Author: Rolf Tueschen

Date: 11:45:29 04/25/05

Go up one level in this thread


On April 24, 2005 at 23:36:41, Matthew Hull wrote:

>On April 24, 2005 at 19:52:16, Rolf Tueschen wrote:
>
>>On April 24, 2005 at 19:43:45, Matthew Hull wrote:
>>
>>>On April 24, 2005 at 11:42:17, Rolf Tueschen wrote:
>>>
>>>>On April 24, 2005 at 11:26:32, chandler yergin wrote:
>>>>
>>>>>On April 24, 2005 at 10:13:18, Robert Hyatt wrote:
>>>>>
>>>>>>On April 24, 2005 at 05:14:48, Peter Berger wrote:
>>>>>>
>>>>>>>On April 23, 2005 at 23:52:36, Robert Hyatt wrote:
>>>>>>>
>>>>>>>>Several of us have looked at the logs for the games, and game 2 looked perfectly
>>>>>>>>normal and the program even reported a fail low and "panic time" where it
>>>>>>>>searched longer than normal because of the fail low.
>>>>>>>>
>>>>>>>>This is a red herring and crap.
>>>>>>>
>>>>>>>When was the first time someone independent had a look at these logfiles? Have
>>>>>>>you and the several others had a chance to look at the logfiles right after the
>>>>>>>games took place, say May 1997?
>>>>>>>
>>>>>>>The logfiles IBM published eventually mean nothing at all. This was more than a
>>>>>>>year after the games, wasn't it? Even I could produce most impressive logfiles
>>>>>>>given that much time ..
>>>>>>
>>>>>>
>>>>>>Yes.  Several looked at the log right after the event.  I believe that Ken sent
>>>>>>me the section from the game although I don't remember whether it was the Qxb6
>>>>>>(not played) or the Be4 position.  I believe that Amir posted something about
>>>>>>the position early, but his comments were based on either not understanding what
>>>>>>DB's log output meant, or something else.
>>>>>>
>>>>>>This was about the "fail low (panic time)" that caused DB to search much longer
>>>>>>than normal and may have been on the Be4 move although I simply don't remember
>>>>>>much about it since it was not a particularly significant event in my mind
>>>>>>because at the time I posted an excerpt from a Crafty log that looked
>>>>>>_identical_ in concept.
>>>>>>
>>>>>>Nothing ever looked strange about the log stuff to me...
>>>>>
>>>>>
>>>>>Kasparov never saw them did he?
>>>>>
>>>>> He was the one that requested them.
>>>>>
>>>>>He was the one under pressure.
>>>>>
>>>>>Review by third parties 'after the fact',
>>>>>
>>>>>way after the fact, do not excuse what happened.
>>>>>
>>>>>I doubt if any Grandmaster, then or now, would go into a Match
>>>>>
>>>>>against 'any' Opponent blind, or accept the Match conditions Kasparov did.

> _Problems to work on_:
**1.** In the entries, convert the lines between the one holding "query (the phrase naming what to segment): woman" and the one holding "Return the outline of every instance of the woman", inclusive, into a numbered list, leaving out any blank lines.
**2.** Carry on the forum thread about the Deep Blue game logs from the point where it stops.

> _Dataset extract_:
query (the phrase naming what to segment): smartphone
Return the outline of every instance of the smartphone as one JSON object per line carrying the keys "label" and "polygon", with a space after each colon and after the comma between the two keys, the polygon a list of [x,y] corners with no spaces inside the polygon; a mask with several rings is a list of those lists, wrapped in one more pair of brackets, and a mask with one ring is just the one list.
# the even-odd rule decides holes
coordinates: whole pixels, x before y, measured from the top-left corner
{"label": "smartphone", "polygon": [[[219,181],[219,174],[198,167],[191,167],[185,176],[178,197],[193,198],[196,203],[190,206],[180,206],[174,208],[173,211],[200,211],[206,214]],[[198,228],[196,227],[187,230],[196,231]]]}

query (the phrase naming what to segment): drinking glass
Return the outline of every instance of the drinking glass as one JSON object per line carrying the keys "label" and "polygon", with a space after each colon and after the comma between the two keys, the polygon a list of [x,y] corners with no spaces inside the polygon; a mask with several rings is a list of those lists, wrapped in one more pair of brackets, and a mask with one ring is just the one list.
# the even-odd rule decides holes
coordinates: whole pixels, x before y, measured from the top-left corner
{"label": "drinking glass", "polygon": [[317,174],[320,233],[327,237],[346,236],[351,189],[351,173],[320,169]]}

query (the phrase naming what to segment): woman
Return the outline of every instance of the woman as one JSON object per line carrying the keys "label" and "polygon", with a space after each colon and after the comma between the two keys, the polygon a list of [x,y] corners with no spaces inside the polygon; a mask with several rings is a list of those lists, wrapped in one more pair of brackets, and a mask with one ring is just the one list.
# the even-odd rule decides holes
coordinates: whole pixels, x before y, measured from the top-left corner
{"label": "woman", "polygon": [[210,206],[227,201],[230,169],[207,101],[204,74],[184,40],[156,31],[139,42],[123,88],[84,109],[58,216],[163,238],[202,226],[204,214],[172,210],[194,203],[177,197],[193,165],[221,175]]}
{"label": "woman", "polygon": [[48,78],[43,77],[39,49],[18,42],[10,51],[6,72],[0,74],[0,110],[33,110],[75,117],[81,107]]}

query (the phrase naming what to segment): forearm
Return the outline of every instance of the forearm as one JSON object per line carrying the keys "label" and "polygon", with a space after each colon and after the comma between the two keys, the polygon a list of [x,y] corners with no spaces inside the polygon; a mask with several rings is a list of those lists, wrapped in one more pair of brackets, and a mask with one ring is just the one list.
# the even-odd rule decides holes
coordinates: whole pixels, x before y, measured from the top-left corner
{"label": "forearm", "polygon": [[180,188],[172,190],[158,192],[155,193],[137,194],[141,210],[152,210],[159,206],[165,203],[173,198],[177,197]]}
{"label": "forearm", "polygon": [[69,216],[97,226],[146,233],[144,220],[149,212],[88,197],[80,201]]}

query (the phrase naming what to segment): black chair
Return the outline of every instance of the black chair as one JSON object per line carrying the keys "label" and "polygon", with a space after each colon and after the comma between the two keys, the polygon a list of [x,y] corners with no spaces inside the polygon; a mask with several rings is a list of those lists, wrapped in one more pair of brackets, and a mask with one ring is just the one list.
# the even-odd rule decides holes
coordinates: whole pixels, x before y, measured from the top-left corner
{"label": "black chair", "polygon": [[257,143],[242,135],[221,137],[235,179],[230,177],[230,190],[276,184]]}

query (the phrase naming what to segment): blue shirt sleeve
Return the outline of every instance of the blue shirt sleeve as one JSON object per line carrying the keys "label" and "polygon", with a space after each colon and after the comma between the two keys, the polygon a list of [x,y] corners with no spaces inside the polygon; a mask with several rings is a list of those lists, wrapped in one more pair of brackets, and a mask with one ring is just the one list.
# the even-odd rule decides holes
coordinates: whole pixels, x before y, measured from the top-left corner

> _Outputs_:
**1.**
1. query (the phrase naming what to segment): woman
2. Return the outline of every instance of the woman as one JSON object per line carrying the keys "label" and "polygon", with a space after each colon and after the comma between the two keys, the polygon a list of [x,y] corners with no spaces inside the polygon; a mask with several rings is a list of those lists, wrapped in one more pair of brackets, and a mask with one ring is just the one list.

**2.**
>>>>
>>>>
>>>>Kasparov was seriously believing that this was a science clarification but when
>>>>the scientists behaved like known crooks in sports he was completely losing his
>>>>motivation to play decent chess. That is the crucial point. The position of Bob
>>>>Hyatt is absolutely ok if you forget about the usually good relationship the
>>>>team around Hsu had towards Kasparov. But if you dont forget that then you begin
>>>>to realise what a fishy job they had played vs Kasparov who formerly was their
>>>>buddy. Psychologically that is trivial. At first you woo somebody and when you
>>>>won him, then you can play dirty and the guy is completely lost, most of all
>>>>because of his perception that he could be so blind and to be so naive.
>>>
>>>
>>>GK was beaten in a match by DeepBlue II.  It was a portent.  Now, on ICC, you
>>>can watch GMs getting smashed, thrashed, pumelled, flogged and slaughtered, all
>>>day and night long.  They win a few games here and there and get evicerated the
>>>rest of the time.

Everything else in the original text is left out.